● HOW TO COMPLETE THIS TASK
For this task, output every entry below exactly and omit the pictures.

● DATA FOR THIS EXERCISE

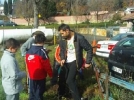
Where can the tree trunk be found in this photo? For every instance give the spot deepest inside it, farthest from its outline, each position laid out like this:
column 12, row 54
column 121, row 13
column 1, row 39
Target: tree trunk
column 36, row 20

● ANSWER
Where can the tree trunk be found in this photo? For every instance give the spot deepest inside it, farthest from its outline, each position laid out like this:
column 12, row 54
column 121, row 13
column 1, row 39
Target: tree trunk
column 36, row 20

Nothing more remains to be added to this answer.